___ SOURCE DATA ___

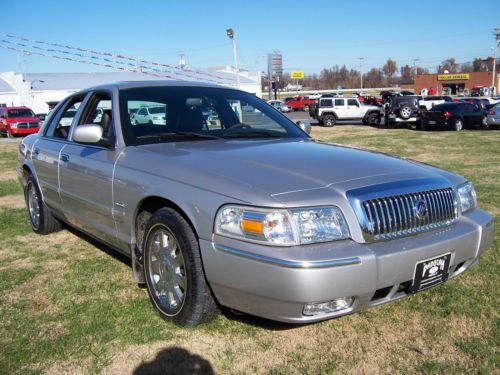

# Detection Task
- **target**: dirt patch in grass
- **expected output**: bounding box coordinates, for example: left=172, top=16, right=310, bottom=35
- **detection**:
left=0, top=195, right=26, bottom=209
left=0, top=170, right=17, bottom=182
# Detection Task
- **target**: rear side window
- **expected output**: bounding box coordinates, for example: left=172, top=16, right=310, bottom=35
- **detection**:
left=319, top=99, right=333, bottom=107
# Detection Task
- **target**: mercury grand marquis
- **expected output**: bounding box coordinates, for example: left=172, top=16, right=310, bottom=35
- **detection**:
left=17, top=81, right=493, bottom=325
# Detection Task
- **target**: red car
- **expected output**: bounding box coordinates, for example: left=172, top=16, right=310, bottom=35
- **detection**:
left=0, top=107, right=42, bottom=137
left=285, top=96, right=316, bottom=112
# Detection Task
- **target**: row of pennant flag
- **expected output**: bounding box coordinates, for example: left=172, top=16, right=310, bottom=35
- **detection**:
left=0, top=33, right=234, bottom=85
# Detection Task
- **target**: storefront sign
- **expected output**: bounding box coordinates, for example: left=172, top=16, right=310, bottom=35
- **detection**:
left=438, top=73, right=469, bottom=81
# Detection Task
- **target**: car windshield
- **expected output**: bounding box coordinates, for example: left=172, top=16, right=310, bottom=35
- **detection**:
left=120, top=86, right=308, bottom=145
left=8, top=109, right=35, bottom=118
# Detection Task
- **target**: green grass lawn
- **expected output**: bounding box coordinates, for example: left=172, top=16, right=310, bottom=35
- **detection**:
left=0, top=125, right=500, bottom=374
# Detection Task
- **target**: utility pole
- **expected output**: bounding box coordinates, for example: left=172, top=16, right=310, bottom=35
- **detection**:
left=491, top=28, right=500, bottom=92
left=179, top=53, right=186, bottom=69
left=411, top=59, right=420, bottom=81
left=358, top=57, right=365, bottom=90
left=226, top=29, right=240, bottom=89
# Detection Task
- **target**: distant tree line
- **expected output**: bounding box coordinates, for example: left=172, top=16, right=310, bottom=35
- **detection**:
left=272, top=57, right=500, bottom=90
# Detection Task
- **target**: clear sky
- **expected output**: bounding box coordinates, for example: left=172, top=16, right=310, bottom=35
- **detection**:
left=0, top=0, right=500, bottom=74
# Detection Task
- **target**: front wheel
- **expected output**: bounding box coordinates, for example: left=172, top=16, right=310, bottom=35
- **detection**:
left=143, top=208, right=218, bottom=326
left=322, top=115, right=337, bottom=128
left=24, top=175, right=61, bottom=234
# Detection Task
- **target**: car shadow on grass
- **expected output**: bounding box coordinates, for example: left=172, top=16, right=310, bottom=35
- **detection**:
left=132, top=347, right=215, bottom=375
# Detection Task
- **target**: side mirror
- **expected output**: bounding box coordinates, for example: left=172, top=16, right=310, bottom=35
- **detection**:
left=73, top=124, right=103, bottom=144
left=297, top=120, right=311, bottom=134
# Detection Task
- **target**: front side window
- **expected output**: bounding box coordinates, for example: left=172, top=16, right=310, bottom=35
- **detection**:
left=44, top=98, right=83, bottom=139
left=7, top=109, right=35, bottom=118
left=120, top=87, right=307, bottom=145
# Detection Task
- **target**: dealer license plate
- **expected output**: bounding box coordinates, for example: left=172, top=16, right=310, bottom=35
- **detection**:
left=410, top=253, right=451, bottom=293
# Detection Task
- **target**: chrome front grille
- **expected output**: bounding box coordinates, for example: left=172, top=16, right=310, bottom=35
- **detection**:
left=362, top=188, right=457, bottom=241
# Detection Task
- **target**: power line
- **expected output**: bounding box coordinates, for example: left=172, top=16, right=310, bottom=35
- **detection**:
left=0, top=33, right=232, bottom=85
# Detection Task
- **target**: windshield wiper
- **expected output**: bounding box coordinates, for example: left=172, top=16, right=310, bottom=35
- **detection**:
left=137, top=132, right=220, bottom=139
left=222, top=130, right=284, bottom=138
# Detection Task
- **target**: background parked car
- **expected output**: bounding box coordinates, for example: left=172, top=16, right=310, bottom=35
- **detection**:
left=267, top=100, right=292, bottom=112
left=0, top=107, right=41, bottom=137
left=421, top=102, right=488, bottom=131
left=385, top=96, right=422, bottom=128
left=486, top=103, right=500, bottom=126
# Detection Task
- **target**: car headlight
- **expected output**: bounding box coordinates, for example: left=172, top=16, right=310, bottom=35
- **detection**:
left=457, top=182, right=477, bottom=213
left=215, top=205, right=349, bottom=245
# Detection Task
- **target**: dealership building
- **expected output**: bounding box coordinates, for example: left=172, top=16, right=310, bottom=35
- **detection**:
left=0, top=66, right=262, bottom=113
left=413, top=72, right=500, bottom=95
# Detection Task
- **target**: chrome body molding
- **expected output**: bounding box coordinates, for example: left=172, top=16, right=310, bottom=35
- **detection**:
left=213, top=243, right=361, bottom=269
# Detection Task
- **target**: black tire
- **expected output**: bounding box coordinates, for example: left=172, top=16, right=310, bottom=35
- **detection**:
left=143, top=207, right=219, bottom=326
left=453, top=118, right=464, bottom=132
left=366, top=112, right=381, bottom=126
left=481, top=116, right=490, bottom=129
left=399, top=105, right=413, bottom=120
left=321, top=115, right=337, bottom=128
left=24, top=175, right=62, bottom=234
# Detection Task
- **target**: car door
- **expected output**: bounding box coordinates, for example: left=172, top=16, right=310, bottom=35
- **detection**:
left=32, top=96, right=84, bottom=214
left=59, top=92, right=120, bottom=245
left=333, top=99, right=347, bottom=119
left=346, top=99, right=364, bottom=118
left=460, top=103, right=480, bottom=126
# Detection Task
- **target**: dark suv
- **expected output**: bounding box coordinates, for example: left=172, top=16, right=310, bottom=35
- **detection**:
left=384, top=95, right=422, bottom=128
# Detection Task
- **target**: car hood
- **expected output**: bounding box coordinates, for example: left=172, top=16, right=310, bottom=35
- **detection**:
left=137, top=140, right=451, bottom=196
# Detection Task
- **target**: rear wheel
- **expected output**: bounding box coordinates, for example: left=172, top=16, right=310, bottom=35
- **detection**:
left=322, top=115, right=337, bottom=128
left=399, top=105, right=413, bottom=120
left=453, top=118, right=464, bottom=132
left=24, top=175, right=61, bottom=234
left=143, top=208, right=219, bottom=326
left=481, top=116, right=490, bottom=129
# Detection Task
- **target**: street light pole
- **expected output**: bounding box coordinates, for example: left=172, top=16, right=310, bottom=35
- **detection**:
left=358, top=57, right=365, bottom=90
left=226, top=29, right=240, bottom=89
left=491, top=28, right=500, bottom=92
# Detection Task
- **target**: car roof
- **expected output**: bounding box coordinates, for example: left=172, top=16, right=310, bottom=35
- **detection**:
left=77, top=80, right=229, bottom=92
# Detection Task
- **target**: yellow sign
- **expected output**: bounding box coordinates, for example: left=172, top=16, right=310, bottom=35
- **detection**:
left=290, top=72, right=304, bottom=79
left=438, top=74, right=469, bottom=81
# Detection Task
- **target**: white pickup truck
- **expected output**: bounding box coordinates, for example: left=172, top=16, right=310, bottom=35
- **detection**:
left=309, top=98, right=382, bottom=127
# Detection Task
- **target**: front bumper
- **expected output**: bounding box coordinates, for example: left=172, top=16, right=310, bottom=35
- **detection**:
left=200, top=209, right=494, bottom=323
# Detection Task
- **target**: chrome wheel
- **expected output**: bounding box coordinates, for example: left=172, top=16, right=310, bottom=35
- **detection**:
left=27, top=183, right=40, bottom=230
left=401, top=107, right=411, bottom=119
left=147, top=225, right=186, bottom=316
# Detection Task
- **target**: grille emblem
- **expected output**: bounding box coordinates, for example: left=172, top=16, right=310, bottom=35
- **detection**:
left=413, top=199, right=427, bottom=220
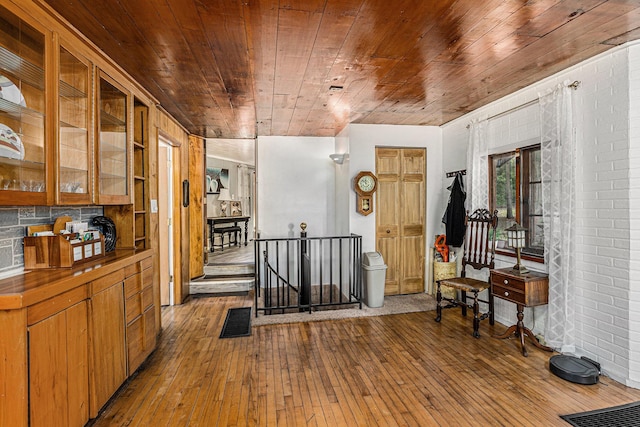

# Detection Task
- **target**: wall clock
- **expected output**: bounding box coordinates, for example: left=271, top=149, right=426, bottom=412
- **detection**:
left=353, top=171, right=378, bottom=216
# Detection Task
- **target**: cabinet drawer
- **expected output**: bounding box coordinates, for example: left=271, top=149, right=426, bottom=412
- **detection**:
left=125, top=294, right=142, bottom=325
left=127, top=316, right=144, bottom=375
left=142, top=307, right=156, bottom=355
left=142, top=268, right=153, bottom=288
left=491, top=274, right=524, bottom=292
left=124, top=274, right=142, bottom=298
left=124, top=257, right=153, bottom=277
left=142, top=286, right=153, bottom=310
left=91, top=270, right=124, bottom=296
left=492, top=284, right=526, bottom=304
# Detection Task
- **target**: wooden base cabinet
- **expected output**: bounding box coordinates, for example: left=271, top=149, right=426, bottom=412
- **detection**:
left=0, top=250, right=157, bottom=427
left=89, top=270, right=127, bottom=418
left=29, top=300, right=89, bottom=427
left=124, top=258, right=156, bottom=375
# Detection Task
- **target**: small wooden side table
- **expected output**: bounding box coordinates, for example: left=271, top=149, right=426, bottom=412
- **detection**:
left=491, top=268, right=553, bottom=357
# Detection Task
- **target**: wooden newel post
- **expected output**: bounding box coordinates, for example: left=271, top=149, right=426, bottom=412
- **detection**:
left=300, top=222, right=311, bottom=312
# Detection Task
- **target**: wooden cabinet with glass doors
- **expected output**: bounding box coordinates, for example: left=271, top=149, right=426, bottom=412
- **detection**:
left=96, top=72, right=132, bottom=205
left=0, top=6, right=53, bottom=205
left=56, top=46, right=93, bottom=204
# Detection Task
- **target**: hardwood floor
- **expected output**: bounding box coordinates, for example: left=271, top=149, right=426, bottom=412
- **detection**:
left=208, top=242, right=255, bottom=265
left=94, top=294, right=640, bottom=426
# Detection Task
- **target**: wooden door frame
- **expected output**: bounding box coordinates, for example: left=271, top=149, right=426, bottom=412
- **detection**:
left=158, top=129, right=182, bottom=304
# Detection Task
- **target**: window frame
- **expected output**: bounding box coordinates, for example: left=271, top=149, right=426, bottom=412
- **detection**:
left=488, top=144, right=544, bottom=263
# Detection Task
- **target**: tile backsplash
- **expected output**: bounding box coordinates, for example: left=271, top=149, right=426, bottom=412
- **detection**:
left=0, top=206, right=104, bottom=275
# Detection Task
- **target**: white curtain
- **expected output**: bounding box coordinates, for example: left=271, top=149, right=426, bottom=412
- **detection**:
left=539, top=82, right=576, bottom=353
left=467, top=119, right=489, bottom=213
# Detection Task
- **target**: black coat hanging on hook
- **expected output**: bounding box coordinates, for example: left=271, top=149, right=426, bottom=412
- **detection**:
left=442, top=173, right=467, bottom=248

___

TASK BRIEF:
Identify each line of the data above that contains the string "chrome" and copy those lines. Treat the match as case-sensitive.

FINISHED ANSWER:
- **target**: chrome front grille
- **target**: chrome body molding
- **target**: chrome wheel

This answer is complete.